■ **Trecho selecionado**
Tudo aquilo que se consegue facilmente perde o valor.
Isso me foi ensinado por meu saudoso pai. E a vida também assim me fez sabedor.
Em criança sonhava com aquele presente. Que vinha todo embrulhado num papel brilhante. Por sorte minha, ou seria por azar. Minha data natalícia quase coincidia com o natal. Já que meu aniversário cai num sete de dezembro e o natal alguns dias depois.
Mas a esperança nunca morreu comigo. Cruzava meus dedinhos e sonhava ganhar dois presentes. No meu aniversário ganhei uma bicicletinha de rodinhas atadas à roda de trás. E no natal uma patinete que até hoje guardo nas minhas recordações mais ternas.
A minha vida tem sido fácil. Momentos difíceis tiro de letra.
Sempre fui bom aluno. Estudioso nem tanto. Inteligente não me considero.
Sempre tive grande facilidade na lida com as letras. Em compensação com os números deles quero distância.
Desde quando me enveredei pelos caminhos acidentados da medicina tenho por mim que a escolha foi mais que acertada. Foi escolha unicamente minha. Meus queridos pais não opinaram.
Mal sabia qual caminho trilhar. Quantos anos de estudos deveria concluir.
Optei por terminar o curso cientifico na capital do meu estado. Deixei o Gammon, mas ele não saiu de dentro de mim. Dois de meus netinhos estudam nesse colégio mais que centenário.
Fui vencedor no vestibular depois de um cursinho bem feito. Enfim a escola de medicina me recebeu depois de dois anos inteiros a espera do curso deveras iniciar.
O cheiro de formol adentrou as minhas narinas. Hic mors gaudet sucurrere vitae (aqui os mortos se alegram em socorrer a vida) Estava escrito na sala de anatomia.
Matérias que pra mim nada tinham com a medicina. Fisiologia, bioquímica, histologia, embriologia, patologia, fugia delas como o diabo foge da cruz.
Foram cinco anos de estudos que me pareceram muitos mais. Enfim recebi o canudo. Um lindo papel pergaminho onde listava os nomes de cento e sessenta jovens esculápios ainda despreparados para começar a nossa difícil profissão.

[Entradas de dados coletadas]

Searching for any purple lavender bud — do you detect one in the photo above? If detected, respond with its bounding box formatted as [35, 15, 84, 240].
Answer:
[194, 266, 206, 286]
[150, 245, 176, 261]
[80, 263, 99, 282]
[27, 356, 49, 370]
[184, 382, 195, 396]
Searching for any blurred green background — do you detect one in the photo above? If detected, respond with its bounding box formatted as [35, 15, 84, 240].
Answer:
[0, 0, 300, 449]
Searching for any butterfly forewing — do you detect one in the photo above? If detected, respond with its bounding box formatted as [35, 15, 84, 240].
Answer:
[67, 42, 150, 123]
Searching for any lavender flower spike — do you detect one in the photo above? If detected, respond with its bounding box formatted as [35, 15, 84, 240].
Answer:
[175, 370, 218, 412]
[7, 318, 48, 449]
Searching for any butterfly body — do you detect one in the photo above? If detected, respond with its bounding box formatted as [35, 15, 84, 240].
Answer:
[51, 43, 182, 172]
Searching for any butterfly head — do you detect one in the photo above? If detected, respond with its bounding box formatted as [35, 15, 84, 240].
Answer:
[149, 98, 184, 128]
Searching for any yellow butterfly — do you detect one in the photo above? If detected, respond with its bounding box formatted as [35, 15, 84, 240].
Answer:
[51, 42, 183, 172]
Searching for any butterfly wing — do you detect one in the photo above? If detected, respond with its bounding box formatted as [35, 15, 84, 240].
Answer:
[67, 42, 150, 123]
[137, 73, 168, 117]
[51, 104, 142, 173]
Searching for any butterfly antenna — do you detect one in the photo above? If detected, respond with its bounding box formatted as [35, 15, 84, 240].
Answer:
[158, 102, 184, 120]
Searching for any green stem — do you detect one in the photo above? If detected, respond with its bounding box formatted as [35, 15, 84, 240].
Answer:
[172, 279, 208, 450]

■ **Instruções do exercício**
1. Reproduza sem alterações a parte do relato que vai de "Fui vencedor no" até "foge da cruz.".
2. Diga se cada afirmação concorda com o relato, respondendo sim ou não e citando literalmente as palavras do relato que decidem. (a) O aniversário de quem narra cai em sete de dezembro. (b) Os pais de quem narra escolheram a carreira de medicina. (c) O pergaminho da formatura listava os nomes de cento e sessenta formandos.

■ **Respostas abaixo**
1.
Fui vencedor no vestibular depois de um cursinho bem feito. Enfim a escola de medicina me recebeu depois de dois anos inteiros a espera do curso deveras iniciar.
O cheiro de formol adentrou as minhas narinas. Hic mors gaudet sucurrere vitae (aqui os mortos se alegram em socorrer a vida) Estava escrito na sala de anatomia.
Matérias que pra mim nada tinham com a medicina. Fisiologia, bioquímica, histologia, embriologia, patologia, fugia delas como o diabo foge da cruz.

2.
(a) Sim: "meu aniversário cai num sete de dezembro".
(b) Não: "Foi escolha unicamente minha. Meus queridos pais não opinaram."
(c) Sim: "listava os nomes de cento e sessenta jovens esculápios".